▶ _Selected text_
[Start of Attachment]

Disco punks on the dance floor
XDS takes over the scene
It might seem that Chico’s XDS is way better than any new local band has a right to be, but there’s more to the story. Even though it was only last year that Jesse Hall and Shoko Horikawa moved to town with their infectious noise-fueled dance rock, the husband/wife duo has been playing music together for the better part of the last 19 years. Before coming to Chico, XDS (formerly known as Experimental Dental School) played all over the world, from Europe to Japan, toured with like-minded noisemakers Deerhoof and made a name for itself in the music scenes of both Oakland and Portland, Ore. It’s no accident that the duo came ready to play.
This alien creature that’s landed in the middle our the music scene has captured imaginations with a colorful stage setup—featuring a hodgepodge of Christmas and other lights, copious electronic effects and a precariously balanced stack of homemade white suitcase amplifiers—and an energetic commitment to twisted dance music. The band even won the 2017 CAMMIES award for Best Live Act after only a few months in town.
“It has been amazing. Chico seems so open to new ideas and people here want to par-tay,” said Hall. Notions of “new ideas” and “par-tay” are a good place to start when trying to describe Hall’s approach to band-leading. Added to the all the loops, electronics and sound effects is the guitar Hall custom-built, complete with a flat-wound E bass string used to hold down the crazy rhythms he dances along with.
“I never really identified as a guitarist—more as a sounds maker. In the end, I couldn’t decide on guitar or bass … or even keyboards or sampler, so I just worked them all in.”
The origins of XDS go way back to Chico in the late-1990s when drummer Nik Abodeely (now fronting SF’s psyche band Zodiac Death Valley) provided the wildly inventive percussive support to Japan-transplant Horikawa (then on keys/electronics) and Chico-raised Hall’s boundary-shattering art rock circus act known as MeYow. The trio’s Casio-fueled spastic trips provided the leaping-off point for Experimental Dental School, which the couple started when they moved to Oakland in 2002.

[End of Attachment]

Recorded data:

[Start of Attachment]

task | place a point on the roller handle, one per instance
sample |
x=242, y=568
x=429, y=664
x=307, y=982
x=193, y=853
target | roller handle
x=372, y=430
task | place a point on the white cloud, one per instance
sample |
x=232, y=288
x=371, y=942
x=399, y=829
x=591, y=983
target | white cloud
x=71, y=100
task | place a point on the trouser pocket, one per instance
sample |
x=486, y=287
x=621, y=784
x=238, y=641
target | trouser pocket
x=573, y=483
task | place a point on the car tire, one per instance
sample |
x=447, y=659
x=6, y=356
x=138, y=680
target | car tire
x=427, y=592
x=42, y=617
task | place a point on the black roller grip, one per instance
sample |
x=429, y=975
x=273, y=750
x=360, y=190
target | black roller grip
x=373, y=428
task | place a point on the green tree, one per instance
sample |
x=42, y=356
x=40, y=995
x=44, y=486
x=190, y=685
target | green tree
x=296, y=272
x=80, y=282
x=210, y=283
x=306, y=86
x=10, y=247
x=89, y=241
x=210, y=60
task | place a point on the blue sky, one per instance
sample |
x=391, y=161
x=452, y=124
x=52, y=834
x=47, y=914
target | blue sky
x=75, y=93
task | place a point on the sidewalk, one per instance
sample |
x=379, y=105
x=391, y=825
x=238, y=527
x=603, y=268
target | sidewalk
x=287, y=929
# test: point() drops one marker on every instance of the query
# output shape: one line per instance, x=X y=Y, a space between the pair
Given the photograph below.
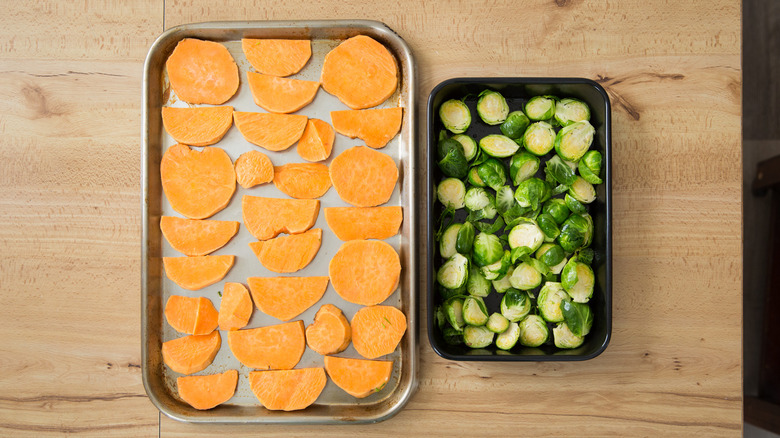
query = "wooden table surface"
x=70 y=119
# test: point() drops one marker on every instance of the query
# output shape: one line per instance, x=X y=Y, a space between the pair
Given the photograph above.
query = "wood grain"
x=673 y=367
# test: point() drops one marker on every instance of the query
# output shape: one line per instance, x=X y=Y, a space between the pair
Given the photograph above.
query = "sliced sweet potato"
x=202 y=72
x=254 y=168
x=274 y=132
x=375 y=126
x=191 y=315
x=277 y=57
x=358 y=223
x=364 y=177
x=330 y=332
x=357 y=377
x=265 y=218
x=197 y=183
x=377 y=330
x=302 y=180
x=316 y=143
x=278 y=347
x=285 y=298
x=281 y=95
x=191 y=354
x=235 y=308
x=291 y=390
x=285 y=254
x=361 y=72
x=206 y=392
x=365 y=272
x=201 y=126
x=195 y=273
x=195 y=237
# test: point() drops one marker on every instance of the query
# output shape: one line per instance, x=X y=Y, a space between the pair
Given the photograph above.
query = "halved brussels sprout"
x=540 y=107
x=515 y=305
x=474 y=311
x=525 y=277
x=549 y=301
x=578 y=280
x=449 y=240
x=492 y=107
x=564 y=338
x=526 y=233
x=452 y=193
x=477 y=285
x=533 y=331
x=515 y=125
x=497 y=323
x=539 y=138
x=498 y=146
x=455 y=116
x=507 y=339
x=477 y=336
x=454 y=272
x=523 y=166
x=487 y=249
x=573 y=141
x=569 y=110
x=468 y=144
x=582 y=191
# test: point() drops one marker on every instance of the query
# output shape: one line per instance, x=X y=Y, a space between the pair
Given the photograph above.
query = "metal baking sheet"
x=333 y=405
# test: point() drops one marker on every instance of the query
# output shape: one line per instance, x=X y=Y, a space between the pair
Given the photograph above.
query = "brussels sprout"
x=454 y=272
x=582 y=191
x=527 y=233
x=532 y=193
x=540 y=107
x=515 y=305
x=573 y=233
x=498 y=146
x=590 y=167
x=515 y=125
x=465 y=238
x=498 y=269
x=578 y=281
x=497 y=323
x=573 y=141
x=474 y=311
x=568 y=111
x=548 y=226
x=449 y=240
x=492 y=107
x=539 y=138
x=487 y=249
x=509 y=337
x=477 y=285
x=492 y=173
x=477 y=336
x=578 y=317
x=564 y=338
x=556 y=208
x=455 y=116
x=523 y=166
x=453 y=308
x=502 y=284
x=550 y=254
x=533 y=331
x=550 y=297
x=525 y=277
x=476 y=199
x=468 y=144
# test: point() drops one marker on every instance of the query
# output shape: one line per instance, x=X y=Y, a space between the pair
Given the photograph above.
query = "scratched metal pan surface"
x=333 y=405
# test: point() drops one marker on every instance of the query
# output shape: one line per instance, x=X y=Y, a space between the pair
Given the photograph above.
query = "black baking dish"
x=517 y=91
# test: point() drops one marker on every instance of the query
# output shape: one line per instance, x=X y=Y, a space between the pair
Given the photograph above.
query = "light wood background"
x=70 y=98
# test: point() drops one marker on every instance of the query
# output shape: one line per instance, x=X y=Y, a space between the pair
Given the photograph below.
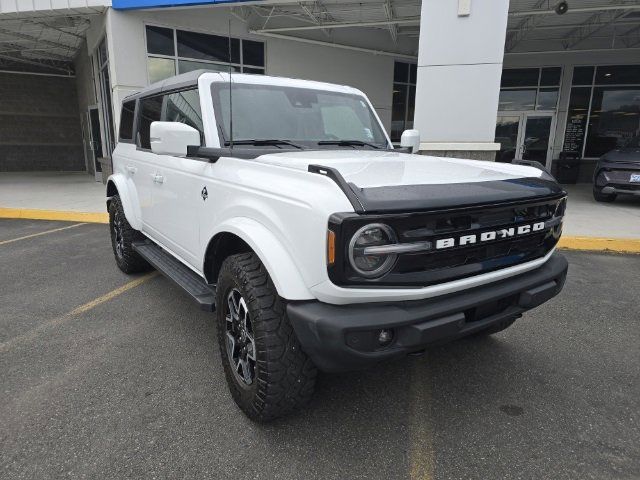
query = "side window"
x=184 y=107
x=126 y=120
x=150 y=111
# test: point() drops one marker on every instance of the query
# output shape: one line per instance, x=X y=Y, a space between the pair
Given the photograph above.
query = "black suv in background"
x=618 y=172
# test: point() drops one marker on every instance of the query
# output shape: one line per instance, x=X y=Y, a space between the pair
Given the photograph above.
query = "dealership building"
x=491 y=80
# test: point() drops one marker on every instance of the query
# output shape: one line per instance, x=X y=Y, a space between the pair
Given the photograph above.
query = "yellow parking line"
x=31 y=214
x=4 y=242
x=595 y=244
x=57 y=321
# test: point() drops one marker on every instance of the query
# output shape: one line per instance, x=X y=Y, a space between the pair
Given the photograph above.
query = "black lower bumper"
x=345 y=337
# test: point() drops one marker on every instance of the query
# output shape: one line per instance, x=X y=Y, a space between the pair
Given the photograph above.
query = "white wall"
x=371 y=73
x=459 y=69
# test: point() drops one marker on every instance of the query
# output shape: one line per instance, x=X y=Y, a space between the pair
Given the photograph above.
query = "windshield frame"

[End of Attachment]
[Start of Attachment]

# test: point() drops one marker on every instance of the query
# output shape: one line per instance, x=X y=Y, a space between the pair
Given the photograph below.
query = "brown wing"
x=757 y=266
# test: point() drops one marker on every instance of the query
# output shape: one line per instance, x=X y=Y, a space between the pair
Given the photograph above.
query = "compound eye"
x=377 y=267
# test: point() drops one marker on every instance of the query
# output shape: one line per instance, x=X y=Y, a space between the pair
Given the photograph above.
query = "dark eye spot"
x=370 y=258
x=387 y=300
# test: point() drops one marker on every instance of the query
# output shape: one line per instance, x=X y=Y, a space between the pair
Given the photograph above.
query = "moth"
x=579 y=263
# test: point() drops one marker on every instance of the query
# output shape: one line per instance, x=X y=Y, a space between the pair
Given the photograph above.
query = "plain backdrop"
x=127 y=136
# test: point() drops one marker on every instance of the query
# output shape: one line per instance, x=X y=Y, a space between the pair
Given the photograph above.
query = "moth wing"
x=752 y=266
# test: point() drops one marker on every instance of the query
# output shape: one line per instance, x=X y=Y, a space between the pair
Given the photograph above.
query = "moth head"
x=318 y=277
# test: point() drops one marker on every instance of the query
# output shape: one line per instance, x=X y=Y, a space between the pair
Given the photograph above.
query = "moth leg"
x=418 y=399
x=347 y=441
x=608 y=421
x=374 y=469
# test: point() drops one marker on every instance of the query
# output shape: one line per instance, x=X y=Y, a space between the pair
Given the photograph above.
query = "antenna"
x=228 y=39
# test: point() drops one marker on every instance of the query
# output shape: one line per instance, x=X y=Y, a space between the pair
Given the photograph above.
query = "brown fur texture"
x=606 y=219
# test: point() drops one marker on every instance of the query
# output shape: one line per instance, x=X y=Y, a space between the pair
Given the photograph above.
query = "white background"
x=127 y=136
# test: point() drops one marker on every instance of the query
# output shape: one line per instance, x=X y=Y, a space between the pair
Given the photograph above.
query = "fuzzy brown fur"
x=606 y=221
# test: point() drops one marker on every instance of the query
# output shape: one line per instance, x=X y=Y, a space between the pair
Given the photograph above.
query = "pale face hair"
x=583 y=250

[End of Attachment]

▶ _Problems and tasks_
**A)** Please rewrite the paragraph of the article on XDS that begins "The origins of XDS go way back" as a short bulleted list that keeps its main facts.
**B)** Answer these questions from the article on XDS:
(i) Which band did XDS tour with?
(ii) What award did the band win after only a few months in Chico?
(iii) What kind of string is on the guitar Hall custom-built?

▶ _Written answers_
**A)**
- XDS has its origins in Chico in the late 1990s, in an art rock act called MeYow.
- MeYow was a trio: drummer Nik Abodeely, Horikawa (from Japan, then on keys/electronics) and Hall (raised in Chico).
- Abodeely now fronts the San Francisco psych band Zodiac Death Valley.
- MeYow's Casio-fueled music was the starting point for Experimental Dental School, which Hall and Horikawa started after moving to Oakland in 2002.

**B)**
(i) Deerhoof.
(ii) The 2017 CAMMIES award for Best Live Act.
(iii) A flat-wound E bass string.